Here's the  F.Leger sculpture with interesting mid-afternoon shadow.  Mostly, though, the sculpture is contemporary and installed with the hope that children will enjoy the artistic experience.

 






Here's a Tom Otterness, which was covered with kids climbing on it when we left.  And here's a unexpected Jim Dine
I don't know if the pix are good enough to convey the pleasure of seeing youngsters climbing up and down the sleek lines of the Mark di Suvero sculpture, but their activity is about as far removed from typical museum experiences as is possible.  Note the native grasses surrounding the di Suvero.  The landscape of the two-block park was designed to evoke the river beds and mineral deposits of St. Louis geology.  Very Cool.




Those white spheres in the foreground (the background being THE St. Louis symbol) are lit at night, and in summer they turn into small fountains.  Also Very Cool.



City Garden features several shallow pools, and as you can see above, they're in frequent use.  This one has perhaps a dozen large stepping stones which must be a magnet for 8-year old boys who can't resist the challenge.

I'm running on about this both because it's really beautiful but more because it's a visible sign that St. Louis is finally, after way too many decades, finding itself.  My husband and I lived in St. Louis for 16 years, where both of our children were born.  It was always a very easy place to live, particularly if one lived in a classsy suburb just outside the city limits.  But by the mid-1970's, when we left, St. Louis was pretty much a shell of its former grandeur, and there wasn't much hope for it beyond the inevitable posturing by Chamber of Commerce types.  Maybe we gave up too soon, though, for now, 32 years later, St. Louis is full-steam ahead. 



Up above is a shot of Brookings Hall, once (and perhaps still?) the administration building at Washington University, where I became an ABMAPHD (h/t Who's Afraid of Virginia Woolf?).  The early 20th century campus has grown enormously in the last few decades, but unlike the expansion there in the early 1970's, all of the recent buildings are designed to harmonize with the quaint brick structures that gave WU its academic elegance.

_Available data_
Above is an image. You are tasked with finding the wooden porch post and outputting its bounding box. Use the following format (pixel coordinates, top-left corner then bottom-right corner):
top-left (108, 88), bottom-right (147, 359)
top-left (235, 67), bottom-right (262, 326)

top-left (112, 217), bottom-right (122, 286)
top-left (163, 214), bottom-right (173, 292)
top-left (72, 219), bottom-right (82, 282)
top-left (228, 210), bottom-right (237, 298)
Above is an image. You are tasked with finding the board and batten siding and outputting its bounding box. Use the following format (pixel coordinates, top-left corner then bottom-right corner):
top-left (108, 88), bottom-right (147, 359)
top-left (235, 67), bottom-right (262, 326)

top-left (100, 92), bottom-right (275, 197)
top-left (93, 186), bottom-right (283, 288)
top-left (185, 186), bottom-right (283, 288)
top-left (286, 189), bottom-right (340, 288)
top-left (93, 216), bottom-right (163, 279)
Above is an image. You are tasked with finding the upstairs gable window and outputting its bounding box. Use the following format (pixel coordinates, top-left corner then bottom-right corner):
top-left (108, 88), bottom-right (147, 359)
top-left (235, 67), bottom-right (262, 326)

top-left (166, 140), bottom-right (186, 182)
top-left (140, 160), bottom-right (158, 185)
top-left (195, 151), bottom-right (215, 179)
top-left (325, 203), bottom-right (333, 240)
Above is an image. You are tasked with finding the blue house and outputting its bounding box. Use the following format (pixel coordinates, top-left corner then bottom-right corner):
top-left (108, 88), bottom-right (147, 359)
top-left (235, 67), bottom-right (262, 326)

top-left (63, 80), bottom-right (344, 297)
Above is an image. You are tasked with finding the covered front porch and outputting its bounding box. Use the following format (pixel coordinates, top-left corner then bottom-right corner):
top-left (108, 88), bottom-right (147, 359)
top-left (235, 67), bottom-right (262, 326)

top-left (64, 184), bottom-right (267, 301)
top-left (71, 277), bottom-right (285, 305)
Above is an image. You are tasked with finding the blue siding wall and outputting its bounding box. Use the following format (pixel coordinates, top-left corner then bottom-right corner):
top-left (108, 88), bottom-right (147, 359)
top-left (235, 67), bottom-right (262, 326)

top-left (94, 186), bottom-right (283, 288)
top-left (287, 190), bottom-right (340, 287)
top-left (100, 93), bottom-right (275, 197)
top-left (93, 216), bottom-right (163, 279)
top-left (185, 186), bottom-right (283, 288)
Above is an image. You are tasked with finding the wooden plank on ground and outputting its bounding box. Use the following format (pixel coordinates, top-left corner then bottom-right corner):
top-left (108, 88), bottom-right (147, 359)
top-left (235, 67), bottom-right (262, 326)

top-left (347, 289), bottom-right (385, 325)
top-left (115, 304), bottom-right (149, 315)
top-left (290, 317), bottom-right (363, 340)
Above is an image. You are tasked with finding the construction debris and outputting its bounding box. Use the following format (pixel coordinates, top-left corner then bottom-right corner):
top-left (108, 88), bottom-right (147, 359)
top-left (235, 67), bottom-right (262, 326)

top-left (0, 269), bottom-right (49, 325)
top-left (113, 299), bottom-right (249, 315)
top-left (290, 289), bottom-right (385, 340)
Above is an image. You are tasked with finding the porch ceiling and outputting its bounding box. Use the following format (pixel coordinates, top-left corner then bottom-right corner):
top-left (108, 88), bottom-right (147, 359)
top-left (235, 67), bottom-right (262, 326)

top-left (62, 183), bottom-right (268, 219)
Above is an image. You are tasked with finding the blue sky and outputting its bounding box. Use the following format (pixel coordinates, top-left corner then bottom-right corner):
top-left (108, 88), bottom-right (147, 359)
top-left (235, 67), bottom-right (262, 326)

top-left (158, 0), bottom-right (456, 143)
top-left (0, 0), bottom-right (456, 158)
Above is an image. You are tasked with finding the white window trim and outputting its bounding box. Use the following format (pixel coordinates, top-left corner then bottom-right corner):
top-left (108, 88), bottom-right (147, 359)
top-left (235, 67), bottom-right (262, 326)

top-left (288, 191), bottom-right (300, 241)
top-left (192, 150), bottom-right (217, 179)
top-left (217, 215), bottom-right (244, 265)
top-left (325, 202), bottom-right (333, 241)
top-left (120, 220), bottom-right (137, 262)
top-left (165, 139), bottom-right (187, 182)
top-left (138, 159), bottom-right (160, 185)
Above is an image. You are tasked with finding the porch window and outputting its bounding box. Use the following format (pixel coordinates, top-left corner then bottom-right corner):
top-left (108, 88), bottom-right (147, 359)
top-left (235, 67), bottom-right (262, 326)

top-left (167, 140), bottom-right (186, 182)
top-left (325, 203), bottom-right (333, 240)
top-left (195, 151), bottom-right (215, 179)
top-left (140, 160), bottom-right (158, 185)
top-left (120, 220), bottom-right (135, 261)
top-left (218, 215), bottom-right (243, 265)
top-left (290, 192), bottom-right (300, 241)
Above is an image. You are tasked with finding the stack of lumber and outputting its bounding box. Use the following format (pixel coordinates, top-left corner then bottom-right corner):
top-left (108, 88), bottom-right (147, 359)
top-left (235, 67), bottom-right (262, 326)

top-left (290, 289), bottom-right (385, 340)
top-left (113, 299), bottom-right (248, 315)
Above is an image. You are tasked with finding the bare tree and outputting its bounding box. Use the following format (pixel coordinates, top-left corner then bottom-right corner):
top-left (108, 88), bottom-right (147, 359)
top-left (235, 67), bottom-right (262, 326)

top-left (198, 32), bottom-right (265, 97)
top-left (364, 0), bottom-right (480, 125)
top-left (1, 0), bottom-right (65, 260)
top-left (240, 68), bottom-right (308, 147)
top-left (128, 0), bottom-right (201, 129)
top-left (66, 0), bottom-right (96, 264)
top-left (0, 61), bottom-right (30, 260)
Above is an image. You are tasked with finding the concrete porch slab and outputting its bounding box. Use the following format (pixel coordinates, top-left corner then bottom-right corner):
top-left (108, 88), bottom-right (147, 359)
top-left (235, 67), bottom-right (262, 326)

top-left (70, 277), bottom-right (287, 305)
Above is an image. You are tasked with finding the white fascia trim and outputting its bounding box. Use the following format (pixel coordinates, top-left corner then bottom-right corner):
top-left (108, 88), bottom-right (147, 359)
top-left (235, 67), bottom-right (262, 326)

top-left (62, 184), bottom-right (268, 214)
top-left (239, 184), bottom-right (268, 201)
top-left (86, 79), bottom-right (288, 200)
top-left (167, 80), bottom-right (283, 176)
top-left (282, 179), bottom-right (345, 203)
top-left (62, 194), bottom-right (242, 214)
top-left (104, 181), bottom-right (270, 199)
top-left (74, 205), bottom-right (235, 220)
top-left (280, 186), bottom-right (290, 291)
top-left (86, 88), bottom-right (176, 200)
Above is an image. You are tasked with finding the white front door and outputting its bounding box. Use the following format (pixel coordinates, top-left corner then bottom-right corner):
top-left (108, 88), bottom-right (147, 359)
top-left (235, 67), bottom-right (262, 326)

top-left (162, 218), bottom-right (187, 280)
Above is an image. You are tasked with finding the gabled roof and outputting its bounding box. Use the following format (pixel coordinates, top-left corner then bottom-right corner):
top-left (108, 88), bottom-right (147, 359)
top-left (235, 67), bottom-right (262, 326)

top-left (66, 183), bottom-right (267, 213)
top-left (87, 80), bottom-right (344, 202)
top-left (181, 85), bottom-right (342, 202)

_Tasks for this exercise_
A - Lay out, as a numbered list with blank lines dropped, the lines of the listing starting at the one containing "the porch ceiling" and ending at the one containing "top-left (0, 0), bottom-right (456, 158)".
B - Carry the St. Louis post forward from its last sentence.
The St. Louis post and the listing come from unrelated sources.

_Exercise responses_
A -
1. Above is an image. You are tasked with finding the porch ceiling and outputting its bounding box. Use the following format (pixel coordinates, top-left corner then bottom-right corner):
2. top-left (108, 88), bottom-right (147, 359)
3. top-left (235, 67), bottom-right (262, 326)
4. top-left (62, 183), bottom-right (268, 219)
5. Above is an image. You are tasked with finding the blue sky and outputting its bounding box. Use the following format (pixel coordinates, top-left corner then bottom-right corner):
6. top-left (108, 88), bottom-right (147, 359)
7. top-left (235, 67), bottom-right (262, 326)
8. top-left (158, 0), bottom-right (456, 143)
9. top-left (0, 0), bottom-right (456, 158)

B -
One of the newest additions to the campus is the Kemper Art Museum, housing the University's fine arts collection but displaying mostly its most contemporary work.  Who knew they had such an extensive collection of Fluxus artists?  Or, even more mysteriously, that the University houses the Eric Newman collection of the history of money?  Now that was really interesting.


Sunday, November 22, 2009

Cranbrook

Sunday November 22 2009


Today I had a delicious brunch with Rena Zurofsky's friend Regina Smith, who lives in Troy and works at the Kresge Foundation.  After brunch we drove over to Cranbrook, which even with its art museum closed for a two-year renovation, was interesting.  Having learned a lot about Eliel Saarinen in Columbus IN, I enjoyed seeing the campus, much of which he designed.  Below is his house, which is open for tours in nice months (November not among them).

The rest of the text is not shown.